STATED TASK A> Could you transcribe the listing below verbatim, starting with the line that contains "Please pin the black front" and going on through the last line of the listing?

EXCERPT>

---

And so, “brimming with grief and thwarted love,” Quoyle decides to follow his aunt’s advice and start a new life in the somewhat unpromising environs of Newfoundland, where his father was born. This he does, with the aunt and two requisitioned, delinquent daughters in tow, and what follows is surely one of the most remarkable comebacks in literature. Those low in self-esteem should read this novel not just as a literary and curative experience in and of itself, but as a how-to manual. Do as Quoyle does, step-by-step. If you do not possess the relevant passport or visa requirements to live in Newfoundland, substitute with another inhospitable and inaccessible location, such as Iceland, the Outer Hebrides, or Northern Siberia. After acquiring a generous life insurance policy, arrange for the death in a car crash of the partner who torments you and—
Just kidding. But we do suggest that you at least go and stay for a while in the place your family comes from, however much you hate it, or them. While you’re there, research your ancestors. You may, like Quoyle, uncover less than pretty facts about your lousy forebears—the crimes and wounds that, passed down from one generation to another, brought down your own self-esteem in the first place. With luck you’ll be able to break the hereditary cycle, as Quoyle does, and move on.
Of course, it’s not always the fault of dead relatives. Sometimes it’s the fault of relatives who are still, unfortunately, alive. In what remains one of the most devastating social critiques of its generation,
A Kestrel for a Knave
(1968) by Barry Hines shines an unflinching light on the way a community can demoralize and stunt a youthful spirit by depriving him of love, trust, stability, encouragement, and praise. Not to mention breakfast.
Growing up in a bleak, depressed Yorkshire mining town, Billy has to fight his elder brother, Jud, for everything from space in the bed to their mother’s scant affection. No one sees any promise in him—except Mr. Farthing at school, who hears Billy talk about the kestrel—a type of falcon—he keeps in the garden shed. Through Kes, Billy discovers a quality that no one else has shown him, for the beautiful wild bird “just seems proud to be itself.” Kes means everything to Billy, and when he takes the bird out to fly it—using a lure to control its sweeps and loops, watching it eat a sparrow,
receiving its weight on his gauntlet when it lands—Billy becomes transformed from a boy with no future except to go “down the pit” like his brother into an eloquent, confident lad full of promise and passion.
The lesson for those needing to escape their limitations is to find your own kestrel equivalent—it doesn’t matter what you are an expert in, just so long as you can cultivate a passion that will build your self-esteem and, hopefully, draw the attention of others who will help you build a better life.

---

RECORDS PROVIDED>
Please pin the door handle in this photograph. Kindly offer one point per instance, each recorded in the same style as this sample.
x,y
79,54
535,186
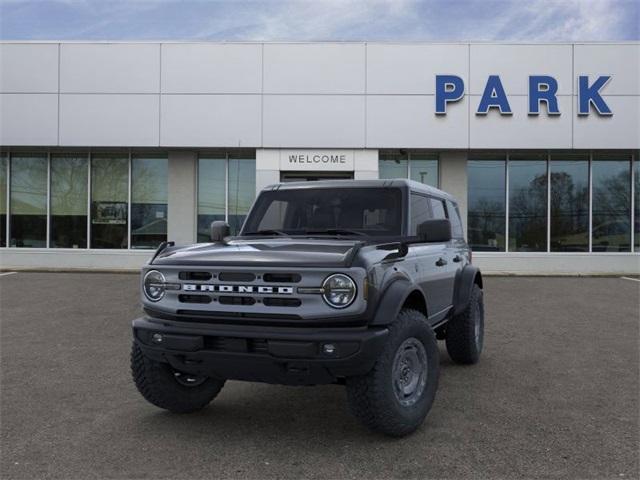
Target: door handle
x,y
441,262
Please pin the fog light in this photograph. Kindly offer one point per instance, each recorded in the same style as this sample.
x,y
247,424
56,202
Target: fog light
x,y
329,348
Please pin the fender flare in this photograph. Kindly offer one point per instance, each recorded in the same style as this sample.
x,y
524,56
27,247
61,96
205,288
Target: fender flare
x,y
392,300
465,279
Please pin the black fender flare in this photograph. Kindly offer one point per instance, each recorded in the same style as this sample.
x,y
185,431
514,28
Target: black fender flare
x,y
465,279
390,303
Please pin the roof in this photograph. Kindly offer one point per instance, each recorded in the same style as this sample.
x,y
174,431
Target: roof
x,y
381,183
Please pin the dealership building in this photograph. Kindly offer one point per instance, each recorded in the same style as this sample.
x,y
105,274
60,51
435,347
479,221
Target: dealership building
x,y
107,149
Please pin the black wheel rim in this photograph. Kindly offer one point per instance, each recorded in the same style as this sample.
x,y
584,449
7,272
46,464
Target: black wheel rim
x,y
409,372
188,379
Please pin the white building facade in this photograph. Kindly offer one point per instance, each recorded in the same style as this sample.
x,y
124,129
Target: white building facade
x,y
107,149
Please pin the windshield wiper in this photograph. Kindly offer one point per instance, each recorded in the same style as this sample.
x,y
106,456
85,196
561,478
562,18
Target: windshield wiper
x,y
267,232
335,231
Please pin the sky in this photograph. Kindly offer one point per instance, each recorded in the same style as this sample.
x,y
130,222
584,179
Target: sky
x,y
321,20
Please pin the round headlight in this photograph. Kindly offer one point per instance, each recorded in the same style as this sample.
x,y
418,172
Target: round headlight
x,y
339,290
154,285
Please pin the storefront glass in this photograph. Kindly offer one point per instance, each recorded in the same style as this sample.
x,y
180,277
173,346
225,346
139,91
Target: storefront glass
x,y
149,196
28,223
211,193
4,161
486,203
68,209
569,219
527,202
611,231
242,189
109,197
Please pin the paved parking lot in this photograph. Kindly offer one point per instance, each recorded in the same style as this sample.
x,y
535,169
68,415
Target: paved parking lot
x,y
555,395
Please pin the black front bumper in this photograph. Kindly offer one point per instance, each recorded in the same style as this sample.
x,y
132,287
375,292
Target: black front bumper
x,y
290,356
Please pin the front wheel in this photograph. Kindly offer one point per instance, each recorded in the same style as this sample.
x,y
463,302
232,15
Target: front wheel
x,y
167,388
396,395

---

STATED TASK B> Which geographic places are named in the excerpt about novels and self-esteem above?

WRITTEN ANSWER A>
Please pin the black front bumper in this photograph. Kindly offer one point per instance, each recorded in the same style as this sample.
x,y
132,287
375,292
Target: black front bumper
x,y
290,356
Please pin the front wheel in this photograph. Kindly offer one point per instance, each recorded in the same style as this sample.
x,y
463,302
232,15
Target: front wheel
x,y
167,388
396,395

WRITTEN ANSWER B> Newfoundland, Iceland, the Outer Hebrides, Northern Siberia, Yorkshire